▸ **What the task requires**
Rewrite every row below as a JSON list of strings, one string per line, leaving out any blank lines.

··· Extracted material ···

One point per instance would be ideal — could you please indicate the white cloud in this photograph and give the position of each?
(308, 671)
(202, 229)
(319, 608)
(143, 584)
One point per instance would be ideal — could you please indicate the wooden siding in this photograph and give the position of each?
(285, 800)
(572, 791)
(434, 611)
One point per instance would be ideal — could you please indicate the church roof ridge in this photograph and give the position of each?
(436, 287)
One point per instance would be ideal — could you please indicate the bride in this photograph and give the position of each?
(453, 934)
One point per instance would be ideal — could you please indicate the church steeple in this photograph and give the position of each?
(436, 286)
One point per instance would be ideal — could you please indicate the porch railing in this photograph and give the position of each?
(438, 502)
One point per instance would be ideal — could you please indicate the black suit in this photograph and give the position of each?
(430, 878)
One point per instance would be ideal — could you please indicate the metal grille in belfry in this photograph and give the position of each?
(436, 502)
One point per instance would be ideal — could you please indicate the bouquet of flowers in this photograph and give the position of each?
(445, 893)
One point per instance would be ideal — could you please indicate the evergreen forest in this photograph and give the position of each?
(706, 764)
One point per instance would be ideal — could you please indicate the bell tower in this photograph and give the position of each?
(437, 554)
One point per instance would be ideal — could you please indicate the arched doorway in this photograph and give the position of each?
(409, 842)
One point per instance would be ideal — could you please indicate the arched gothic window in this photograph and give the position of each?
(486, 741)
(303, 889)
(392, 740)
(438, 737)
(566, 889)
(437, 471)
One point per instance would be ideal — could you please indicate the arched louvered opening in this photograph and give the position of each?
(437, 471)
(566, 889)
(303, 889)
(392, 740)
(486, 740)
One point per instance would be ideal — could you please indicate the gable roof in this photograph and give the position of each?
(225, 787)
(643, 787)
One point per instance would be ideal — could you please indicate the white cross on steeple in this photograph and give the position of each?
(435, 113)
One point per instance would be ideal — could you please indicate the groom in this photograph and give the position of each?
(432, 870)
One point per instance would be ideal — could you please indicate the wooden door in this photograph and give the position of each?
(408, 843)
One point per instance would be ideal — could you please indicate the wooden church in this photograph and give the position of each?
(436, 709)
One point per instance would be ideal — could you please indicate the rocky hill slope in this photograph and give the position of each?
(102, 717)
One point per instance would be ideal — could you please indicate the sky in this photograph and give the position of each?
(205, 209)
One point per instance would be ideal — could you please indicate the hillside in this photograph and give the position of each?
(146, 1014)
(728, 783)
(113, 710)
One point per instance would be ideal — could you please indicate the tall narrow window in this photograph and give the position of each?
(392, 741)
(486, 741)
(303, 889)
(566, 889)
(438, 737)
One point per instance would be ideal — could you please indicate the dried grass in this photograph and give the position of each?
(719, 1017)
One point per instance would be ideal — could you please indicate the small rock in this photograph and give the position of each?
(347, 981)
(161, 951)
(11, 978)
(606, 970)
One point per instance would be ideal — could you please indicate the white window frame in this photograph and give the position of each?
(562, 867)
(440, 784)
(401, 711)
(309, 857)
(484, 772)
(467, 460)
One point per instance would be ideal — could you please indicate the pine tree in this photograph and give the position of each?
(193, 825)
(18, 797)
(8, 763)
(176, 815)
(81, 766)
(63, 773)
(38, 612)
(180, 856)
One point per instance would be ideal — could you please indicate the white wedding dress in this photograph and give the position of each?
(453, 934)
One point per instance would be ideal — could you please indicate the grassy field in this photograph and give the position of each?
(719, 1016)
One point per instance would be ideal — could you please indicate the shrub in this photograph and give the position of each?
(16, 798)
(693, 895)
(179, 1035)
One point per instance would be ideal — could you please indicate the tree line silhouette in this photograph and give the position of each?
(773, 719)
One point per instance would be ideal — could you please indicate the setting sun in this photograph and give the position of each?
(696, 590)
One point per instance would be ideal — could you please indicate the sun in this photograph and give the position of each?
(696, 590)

···

▸ **Task response**
[
  "One point per instance would be ideal — could you please indicate the white cloud in this photograph and give the position of each?",
  "(308, 671)",
  "(202, 229)",
  "(319, 608)",
  "(143, 584)",
  "One point per instance would be ideal — could you please indicate the wooden siding in this photograph and give the position of each?",
  "(285, 800)",
  "(572, 791)",
  "(434, 611)",
  "One point per instance would be ideal — could you please indicate the church roof ridge in this photograph and give the position of each?",
  "(436, 287)",
  "One point per instance would be ideal — could you please indicate the bride in this photograph and give the position of each?",
  "(453, 934)",
  "One point per instance would be ideal — could you please indicate the church steeple in this photograph and give the position of each?",
  "(436, 286)",
  "One point per instance would be ideal — could you please indicate the porch railing in this photograph and give the position of each?",
  "(438, 502)",
  "One point per instance would be ideal — could you please indicate the black suit in this photograph and give the position of each?",
  "(430, 878)",
  "One point per instance would be ideal — could you please indicate the metal grille in belfry in this photograph and give the position of each?",
  "(436, 502)",
  "One point per instance would be ideal — could you please indicate the bouquet of flowers in this photograph and give the position of each?",
  "(445, 893)",
  "One point per instance would be ideal — could you please indicate the evergreen forest in this photograph and give the position of each?",
  "(706, 764)",
  "One point per instance would be ideal — could you please indicate the bell tower in this photograph and give the position of each?",
  "(437, 554)",
  "One point per instance would be ideal — could you please indicate the arched doorway in this photograph and give the position of each?",
  "(409, 842)",
  "One point per instance would be ideal — could you please indicate the arched gothic window in this photograph and give the position of each?",
  "(486, 741)",
  "(303, 889)",
  "(392, 740)",
  "(438, 737)",
  "(566, 889)",
  "(437, 471)",
  "One point per instance would be ideal — could you please indicate the arched louvered opening in this photograph and give the position of each?",
  "(437, 471)",
  "(566, 889)",
  "(303, 889)",
  "(392, 740)",
  "(486, 740)",
  "One point per instance would be ideal — could you please indicate the gable roof in this photograph and give the position of each?",
  "(225, 787)",
  "(643, 787)",
  "One point per instance would be ideal — could you please indicate the white cross on steeple in this photograph and give the position of each?",
  "(435, 113)",
  "One point per instance would be ideal — could you please indicate the groom in this photograph and give the position of each?",
  "(432, 870)",
  "One point per instance would be ideal — could you please indicate the wooden door in this photograph and give the position of each?",
  "(408, 843)",
  "One point per instance would be ideal — could you please indicate the wooden church in this photograph and give the position of each?",
  "(436, 709)",
  "One point per instance would be ideal — could you please indicate the rocky hill slope in this photograph and give the position of each?",
  "(102, 717)",
  "One point per instance would be ideal — could you please indicate the sky in this photograph and give the position of each?",
  "(205, 209)",
  "One point per instance would be ideal — could you please indicate the hillside in this photograph and give the position of each?",
  "(146, 1014)",
  "(728, 783)",
  "(113, 710)",
  "One point per instance would be ideal — could you please indicate the tall narrow window in this photograph and give the position of each?",
  "(392, 741)",
  "(486, 741)",
  "(303, 889)",
  "(566, 889)",
  "(438, 737)",
  "One point per instance would be ideal — could you please indicate the dried grass in this photograph and give the position of each?",
  "(719, 1017)",
  "One point per instance would be ideal — could you please indicate the small rock in this photograph and give the position of each?",
  "(347, 981)",
  "(161, 951)",
  "(11, 978)",
  "(606, 970)",
  "One point per instance would be ideal — could you please indicate the white window frame in this photograph and give the position of each?",
  "(562, 867)",
  "(440, 784)",
  "(401, 711)",
  "(309, 857)",
  "(484, 772)",
  "(467, 460)",
  "One point per instance would be ideal — could you please indicate the pine tree in this photograph and give the position of each?",
  "(193, 825)",
  "(18, 797)",
  "(8, 763)",
  "(176, 815)",
  "(81, 766)",
  "(63, 773)",
  "(38, 612)",
  "(180, 856)",
  "One point per instance would be ideal — could you please indicate the white wedding dress in this photograph and give the position of each?",
  "(453, 934)",
  "One point per instance would be ideal — could you please indicate the grassy field in this photograph and give the position of each?",
  "(719, 1016)",
  "One point per instance would be ideal — could you please indicate the shrub in this photograph and give the position of each?",
  "(16, 798)",
  "(693, 895)",
  "(179, 1035)",
  "One point per instance would be ideal — could you please indicate the tree line silhouette in this photograph and give the position of each?",
  "(773, 719)",
  "One point per instance would be ideal — could you please indicate the setting sun in this photograph and give the position of each?",
  "(696, 590)",
  "One point per instance would be ideal — could you please indicate the sun in this photograph and give the position of each?",
  "(696, 590)"
]